Goals.
- 1) In the excerpt on Cambodia's general elections, copy word for word the part that opens with the words containing "Since Ley's killing, the" and closes with "by massive protests.".
- 2) Continue the news report on Cambodia's general elections, starting right after its final sentence.

--- Selected excerpt ---

Officially, there are as many as 20 different political parties taking part in Cambodia's general elections on Sunday. But for many voters in this small Southeast Asian nation, there is no real choice.

"Some people are afraid of talking politics," said Bo, who asked to be identified only by his nickname.

According to Bo, the ruling Cambodian People's Party (CPP), which under Prime Minister Hun Sen has governed the country for 33 years, punishes people who vote for the opposition.

In rural Cambodia, the village chief and commune counselors issue documents for everything from marriages to land purchases, making people like Bo reliant on them for simple everyday transactions.

If they know someone supports the opposition "you have to go (back) three or four times before they agree (to issue the documents)," Bo told CNN from his village home in Traing District, Takeo Province.

"They put pressure on your family and if you are a powerful man they can kill you too, like Kem Ley."

In 2016, Kem Ley, a political analyst and government critic, was shot dead in broad daylight at a cafe in the capital city, Phnom Penh. A man jailed for the killing in 2017 said he shot Ley over a debt, but for many, including Human Rights Watch, the killing was politically motivated.

Since Ley's killing, the government has arrested opposition leader Kem Sokha for treason and pro-government courts dissolved his Cambodia National Rescue Party (CNRP) soon after.

The authorities also launched a crackdown on the press, arresting several journalists and closing the Cambodia Daily newspaper over a tax dispute.

In May, staff at the English-language newspaper the Phnom Penh Post resigned en mass following the sale of the paper to a Malaysian tycoon who demanded changes to an article detailing his links with Prime Minister Hun Sen.

Since 2017, Cambodia has dropped 10 places in the World Press Freedom Index.

Biggest opposition party

The CNRP was the country's biggest opposition party and won 3 million votes, around 44% of the total, during the last general elections in 2013. They accused the ruling party of cheating and the country was rocked by massive protests.

--- Stored records ---

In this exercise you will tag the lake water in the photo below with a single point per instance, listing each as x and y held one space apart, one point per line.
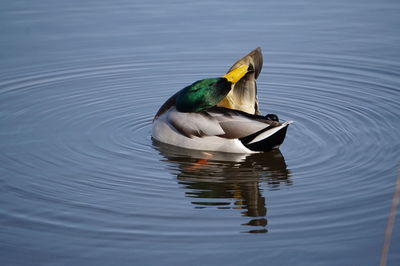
82 183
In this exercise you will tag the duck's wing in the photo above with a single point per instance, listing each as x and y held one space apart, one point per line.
243 95
221 122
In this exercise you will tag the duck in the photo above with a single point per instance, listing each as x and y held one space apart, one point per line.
221 114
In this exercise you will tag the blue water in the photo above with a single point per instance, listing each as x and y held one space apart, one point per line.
82 182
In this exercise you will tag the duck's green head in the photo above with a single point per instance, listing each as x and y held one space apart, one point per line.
207 93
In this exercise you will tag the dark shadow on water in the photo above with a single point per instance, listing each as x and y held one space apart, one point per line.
228 181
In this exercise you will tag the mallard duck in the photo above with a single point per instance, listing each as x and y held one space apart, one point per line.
220 114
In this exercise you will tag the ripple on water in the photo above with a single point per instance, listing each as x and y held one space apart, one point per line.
77 130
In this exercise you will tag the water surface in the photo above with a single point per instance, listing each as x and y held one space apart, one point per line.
82 182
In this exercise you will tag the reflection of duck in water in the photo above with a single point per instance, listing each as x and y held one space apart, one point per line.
220 114
215 179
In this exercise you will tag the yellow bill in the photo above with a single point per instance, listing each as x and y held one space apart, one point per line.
236 74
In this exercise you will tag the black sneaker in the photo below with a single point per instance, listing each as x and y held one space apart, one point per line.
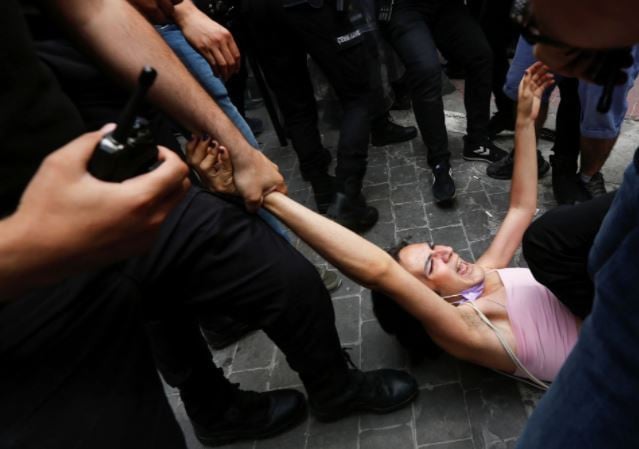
443 184
485 151
503 168
323 186
352 212
566 183
596 186
386 132
381 391
500 122
254 416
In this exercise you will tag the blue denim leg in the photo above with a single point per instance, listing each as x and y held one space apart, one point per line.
523 59
201 70
596 125
593 401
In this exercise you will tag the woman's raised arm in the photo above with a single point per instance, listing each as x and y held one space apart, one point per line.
523 190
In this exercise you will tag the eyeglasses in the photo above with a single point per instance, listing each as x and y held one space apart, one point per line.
428 265
521 14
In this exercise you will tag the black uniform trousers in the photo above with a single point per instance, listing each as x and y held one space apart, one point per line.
556 248
417 30
77 369
76 365
282 38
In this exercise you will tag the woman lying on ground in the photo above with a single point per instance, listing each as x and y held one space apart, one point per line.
481 312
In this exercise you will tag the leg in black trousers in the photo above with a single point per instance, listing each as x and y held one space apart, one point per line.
556 248
412 38
461 39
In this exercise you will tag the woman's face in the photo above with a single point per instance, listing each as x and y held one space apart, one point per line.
440 268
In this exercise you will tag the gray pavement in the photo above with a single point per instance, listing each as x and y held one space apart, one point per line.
460 406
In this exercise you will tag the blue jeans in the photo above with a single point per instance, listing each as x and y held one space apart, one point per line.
201 70
593 124
593 401
524 58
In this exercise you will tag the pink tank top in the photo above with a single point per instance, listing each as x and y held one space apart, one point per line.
545 330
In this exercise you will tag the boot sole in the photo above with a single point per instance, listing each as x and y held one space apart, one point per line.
477 159
222 440
330 417
379 143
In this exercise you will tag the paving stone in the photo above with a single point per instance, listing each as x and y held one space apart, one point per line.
377 174
396 437
400 155
461 444
380 350
407 193
224 357
500 201
382 234
255 351
496 413
414 235
292 439
367 306
347 317
377 156
282 376
440 415
479 225
343 434
439 217
452 236
404 174
530 397
470 201
473 376
409 215
433 372
254 380
468 182
377 192
384 208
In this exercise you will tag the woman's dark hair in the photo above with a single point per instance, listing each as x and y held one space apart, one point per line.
396 321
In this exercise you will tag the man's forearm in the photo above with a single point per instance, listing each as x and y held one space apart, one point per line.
123 41
20 260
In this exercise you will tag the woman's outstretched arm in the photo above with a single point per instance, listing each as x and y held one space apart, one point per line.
523 190
372 267
354 256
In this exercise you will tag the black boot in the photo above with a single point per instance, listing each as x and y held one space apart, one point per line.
323 186
380 391
350 209
566 184
402 95
252 415
385 132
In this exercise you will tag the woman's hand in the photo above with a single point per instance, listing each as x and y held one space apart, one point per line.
536 79
213 163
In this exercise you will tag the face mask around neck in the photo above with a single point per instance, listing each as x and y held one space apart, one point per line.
468 295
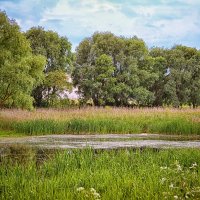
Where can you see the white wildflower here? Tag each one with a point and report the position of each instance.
(79, 189)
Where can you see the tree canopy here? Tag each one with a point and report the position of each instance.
(35, 67)
(20, 70)
(57, 51)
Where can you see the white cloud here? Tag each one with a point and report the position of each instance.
(94, 15)
(160, 24)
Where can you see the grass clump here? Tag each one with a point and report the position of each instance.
(88, 174)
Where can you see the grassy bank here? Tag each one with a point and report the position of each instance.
(89, 174)
(101, 120)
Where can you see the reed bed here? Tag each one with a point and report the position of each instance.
(101, 121)
(94, 175)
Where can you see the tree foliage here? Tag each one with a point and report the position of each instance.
(57, 51)
(20, 71)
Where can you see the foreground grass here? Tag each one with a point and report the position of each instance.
(102, 120)
(89, 174)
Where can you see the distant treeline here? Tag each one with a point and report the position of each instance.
(107, 70)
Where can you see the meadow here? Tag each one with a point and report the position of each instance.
(100, 121)
(94, 175)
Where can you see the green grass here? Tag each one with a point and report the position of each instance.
(89, 174)
(102, 121)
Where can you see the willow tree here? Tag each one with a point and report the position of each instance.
(20, 70)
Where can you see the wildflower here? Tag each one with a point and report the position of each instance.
(194, 165)
(178, 166)
(163, 168)
(96, 195)
(80, 189)
(92, 190)
(163, 180)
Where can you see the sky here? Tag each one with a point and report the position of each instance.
(162, 23)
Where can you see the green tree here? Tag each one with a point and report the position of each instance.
(132, 68)
(56, 82)
(57, 51)
(20, 71)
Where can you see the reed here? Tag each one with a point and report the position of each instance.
(101, 121)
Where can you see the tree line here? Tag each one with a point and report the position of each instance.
(35, 67)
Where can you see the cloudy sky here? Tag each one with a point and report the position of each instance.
(159, 22)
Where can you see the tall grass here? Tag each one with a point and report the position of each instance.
(101, 120)
(89, 174)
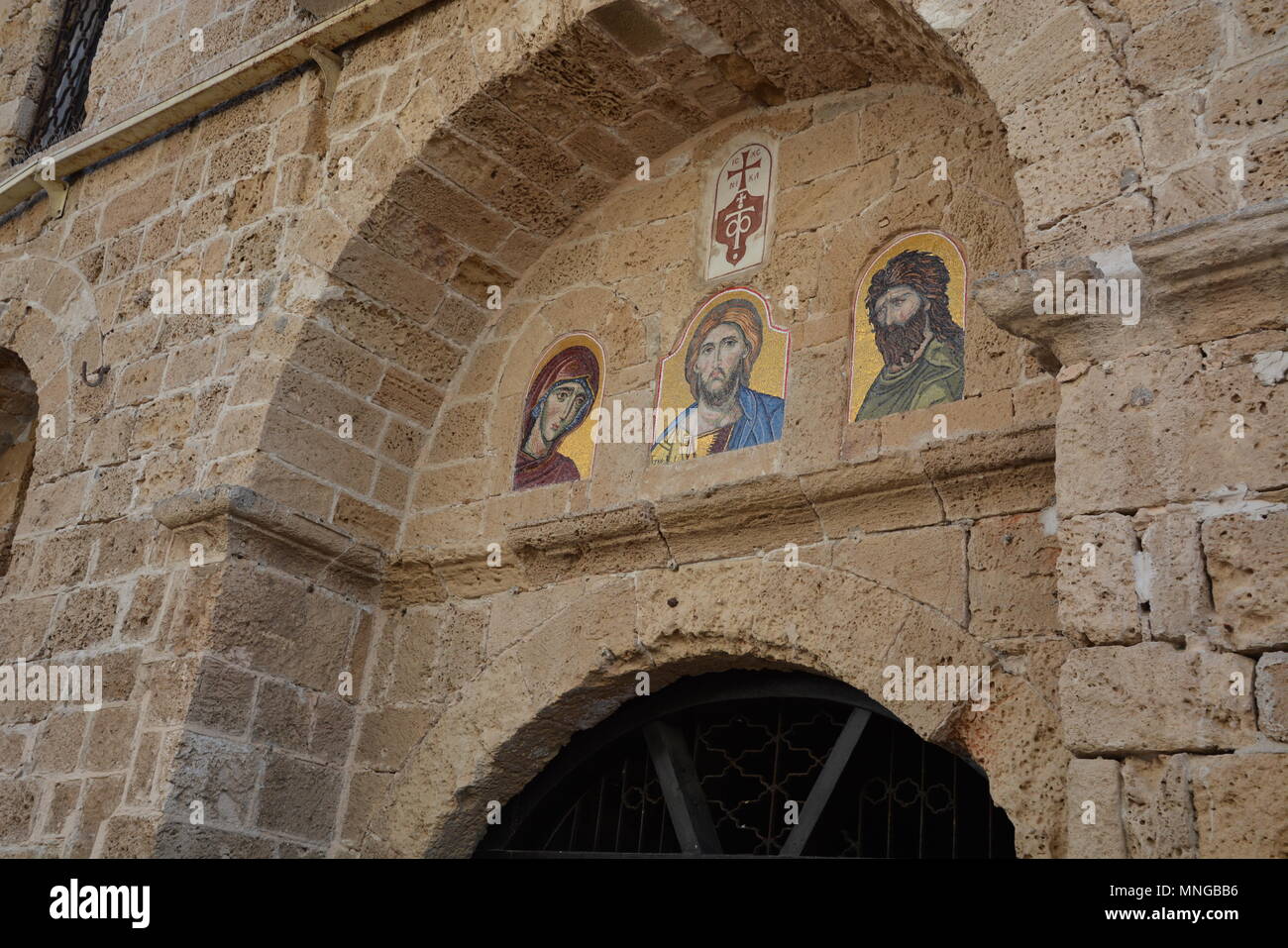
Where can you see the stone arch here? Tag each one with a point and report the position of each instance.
(579, 665)
(475, 172)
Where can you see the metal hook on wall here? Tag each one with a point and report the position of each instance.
(101, 373)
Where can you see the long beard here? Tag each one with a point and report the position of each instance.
(719, 398)
(898, 344)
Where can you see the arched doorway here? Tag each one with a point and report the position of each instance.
(754, 764)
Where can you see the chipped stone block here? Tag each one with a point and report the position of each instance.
(1151, 698)
(1096, 579)
(1179, 596)
(1240, 806)
(1158, 813)
(1245, 557)
(1271, 689)
(1095, 810)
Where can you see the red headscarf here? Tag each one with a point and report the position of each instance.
(575, 364)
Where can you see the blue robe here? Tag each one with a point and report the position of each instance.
(761, 420)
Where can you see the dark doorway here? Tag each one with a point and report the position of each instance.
(754, 764)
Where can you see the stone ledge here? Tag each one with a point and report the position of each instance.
(738, 519)
(619, 540)
(1209, 279)
(223, 505)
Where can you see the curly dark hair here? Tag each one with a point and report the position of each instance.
(927, 274)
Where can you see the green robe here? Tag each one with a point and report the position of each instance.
(938, 375)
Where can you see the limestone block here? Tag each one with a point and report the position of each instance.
(1069, 112)
(1267, 168)
(1095, 810)
(928, 639)
(889, 492)
(992, 473)
(299, 797)
(763, 514)
(1158, 813)
(1150, 429)
(1245, 557)
(1196, 192)
(1179, 597)
(1018, 743)
(1240, 806)
(1013, 581)
(608, 541)
(17, 805)
(1089, 172)
(1151, 698)
(1248, 97)
(927, 565)
(1176, 51)
(1168, 129)
(224, 776)
(1271, 686)
(1099, 600)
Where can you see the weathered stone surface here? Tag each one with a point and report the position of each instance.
(1153, 698)
(1146, 430)
(610, 541)
(1158, 810)
(1095, 810)
(1098, 579)
(1013, 579)
(926, 565)
(761, 515)
(1239, 292)
(1239, 805)
(1017, 742)
(888, 493)
(1245, 559)
(1271, 687)
(1179, 587)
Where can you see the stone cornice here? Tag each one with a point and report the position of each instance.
(244, 522)
(1209, 279)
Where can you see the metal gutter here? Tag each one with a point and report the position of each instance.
(316, 44)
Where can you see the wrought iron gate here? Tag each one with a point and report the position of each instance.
(754, 764)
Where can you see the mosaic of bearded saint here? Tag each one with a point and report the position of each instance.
(922, 350)
(726, 414)
(558, 401)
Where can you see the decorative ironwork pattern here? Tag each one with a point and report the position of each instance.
(715, 769)
(62, 104)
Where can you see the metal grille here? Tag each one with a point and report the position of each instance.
(62, 104)
(713, 769)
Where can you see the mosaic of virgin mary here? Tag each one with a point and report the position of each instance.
(558, 402)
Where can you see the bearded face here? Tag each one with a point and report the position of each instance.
(900, 324)
(721, 365)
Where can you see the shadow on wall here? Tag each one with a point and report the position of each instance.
(17, 446)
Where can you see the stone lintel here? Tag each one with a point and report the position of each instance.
(737, 519)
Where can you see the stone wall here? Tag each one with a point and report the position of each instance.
(322, 557)
(1134, 132)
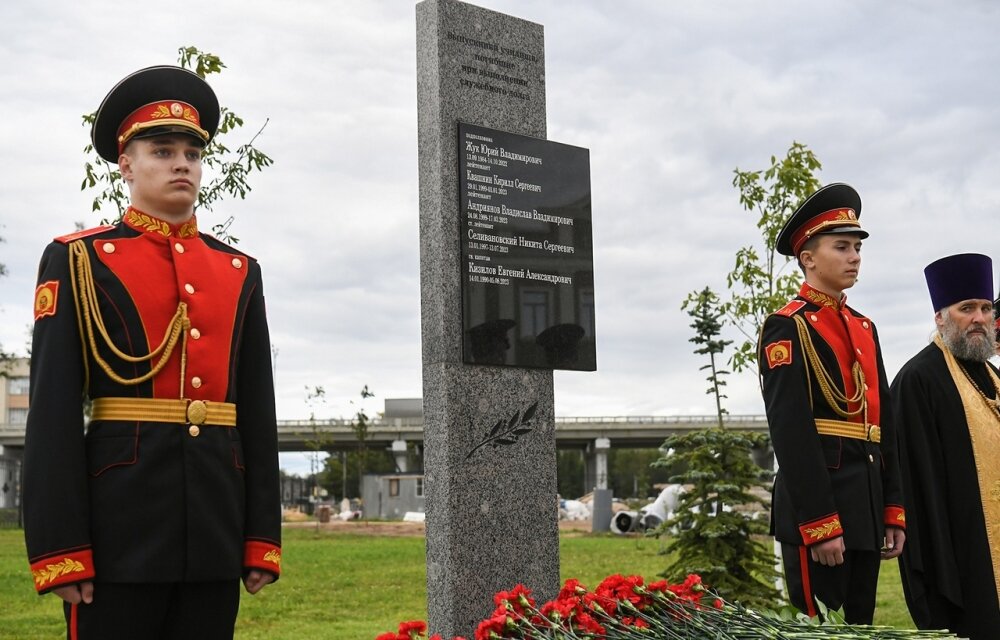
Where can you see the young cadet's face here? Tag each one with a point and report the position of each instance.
(164, 174)
(835, 262)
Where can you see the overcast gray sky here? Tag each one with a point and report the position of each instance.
(898, 99)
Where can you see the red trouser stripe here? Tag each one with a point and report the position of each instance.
(806, 587)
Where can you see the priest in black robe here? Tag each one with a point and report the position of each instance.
(945, 403)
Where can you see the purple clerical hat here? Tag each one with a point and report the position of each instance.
(966, 276)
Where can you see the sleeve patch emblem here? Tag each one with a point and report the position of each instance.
(778, 353)
(46, 297)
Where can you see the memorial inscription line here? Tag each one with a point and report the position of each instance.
(487, 74)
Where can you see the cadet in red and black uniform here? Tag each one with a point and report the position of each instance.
(145, 519)
(837, 502)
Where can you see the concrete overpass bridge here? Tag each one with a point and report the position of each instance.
(571, 432)
(634, 432)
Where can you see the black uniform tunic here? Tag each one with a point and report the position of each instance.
(135, 501)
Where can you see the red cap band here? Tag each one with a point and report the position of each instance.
(159, 114)
(833, 218)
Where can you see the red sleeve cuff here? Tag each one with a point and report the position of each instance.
(63, 568)
(821, 530)
(895, 517)
(263, 555)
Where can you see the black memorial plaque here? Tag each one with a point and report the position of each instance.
(527, 251)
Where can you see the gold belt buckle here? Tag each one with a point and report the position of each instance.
(197, 412)
(874, 433)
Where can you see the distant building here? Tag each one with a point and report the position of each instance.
(13, 413)
(390, 496)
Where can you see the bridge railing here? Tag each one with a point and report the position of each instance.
(13, 434)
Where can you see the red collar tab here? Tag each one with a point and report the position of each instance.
(842, 217)
(814, 295)
(165, 113)
(148, 224)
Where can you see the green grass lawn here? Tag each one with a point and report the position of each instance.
(346, 586)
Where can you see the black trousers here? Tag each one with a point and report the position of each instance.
(851, 585)
(169, 611)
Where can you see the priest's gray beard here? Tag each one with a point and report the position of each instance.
(977, 347)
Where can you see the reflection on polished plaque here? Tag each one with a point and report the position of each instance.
(527, 251)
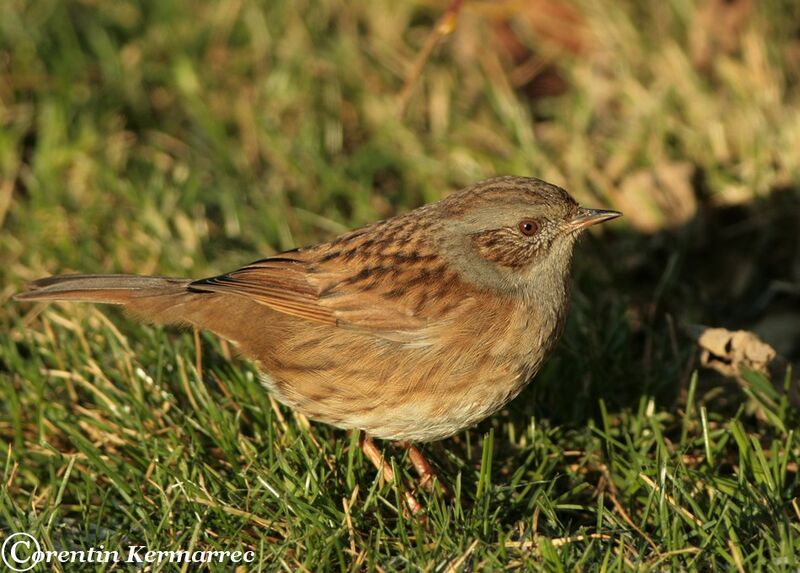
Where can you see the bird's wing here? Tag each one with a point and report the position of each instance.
(394, 297)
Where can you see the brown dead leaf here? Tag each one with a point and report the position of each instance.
(728, 351)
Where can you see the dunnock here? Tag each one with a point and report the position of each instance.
(411, 328)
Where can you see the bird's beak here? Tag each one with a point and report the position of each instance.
(588, 217)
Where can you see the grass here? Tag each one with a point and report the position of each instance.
(175, 138)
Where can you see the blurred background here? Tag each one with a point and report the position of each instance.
(186, 138)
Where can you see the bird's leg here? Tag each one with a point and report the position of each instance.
(374, 455)
(426, 473)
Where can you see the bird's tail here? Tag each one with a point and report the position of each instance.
(155, 299)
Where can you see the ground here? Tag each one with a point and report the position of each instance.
(177, 138)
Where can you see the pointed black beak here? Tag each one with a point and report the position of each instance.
(588, 217)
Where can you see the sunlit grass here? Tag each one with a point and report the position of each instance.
(177, 139)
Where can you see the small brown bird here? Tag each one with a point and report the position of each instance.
(412, 328)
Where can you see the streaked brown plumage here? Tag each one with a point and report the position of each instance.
(411, 329)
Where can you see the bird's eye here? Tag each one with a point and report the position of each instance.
(528, 227)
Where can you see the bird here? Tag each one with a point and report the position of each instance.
(409, 329)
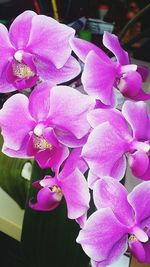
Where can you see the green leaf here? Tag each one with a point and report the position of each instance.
(49, 238)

---

Task-by-task outputs.
- 1)
Since Ley's killing, the government has arrested opposition leader Kem Sokha for treason and pro-government courts dissolved his Cambodia National Rescue Party (CNRP) soon after.

The authorities also launched a crackdown on the press, arresting several journalists and closing the Cambodia Daily newspaper over a tax dispute.

In May, staff at the English-language newspaper the Phnom Penh Post resigned en mass following the sale of the paper to a Malaysian tycoon who demanded changes to an article detailing his links with Prime Minister Hun Sen.

Since 2017, Cambodia has dropped 10 places in the World Press Freedom Index.

Biggest opposition party

The CNRP was the country's biggest opposition party and won 3 million votes, around 44% of the total, during the last general elections in 2013. They accused the ruling party of cheating and the country was rocked by massive protests.

- 2)
This year, however, Freedom Square, the traditional rallying point of the opposition, has been fenced off and renamed Exchange Square. Only the CPP has held large rallies in the capital. In the days leading up to the ballot, opposition party cars could be seen trundling through the streets of Phnom Penh flanked by a handful of supporters.

The CPP dwarfs the 19 competing parties, eight of which have only been formed in the last 18 months.

With members of the CNRP banned from involvement in politics for five years, and smaller parties unlikely to command much of the vote, the path to victory has been set for Prime Minister Hun Sen.

That win is likely to be bolstered by efforts to dissuade voters like Bo from voting for anyone other than the ruling party.

Sam Rainsy, who led the CNRP's campaign in 2013, has been living in exile in France to avoid imprisonment for defamation -- a conviction he says is politically motivated.

"This sham election is intended to legitimize Hun Sen's killing of democracy in Cambodia with his arbitrary dissolution of the CNRP as the only credible opposition party. With no real challenger Hun Sen's victory is a hollow and laughable one," Rainsy said Friday.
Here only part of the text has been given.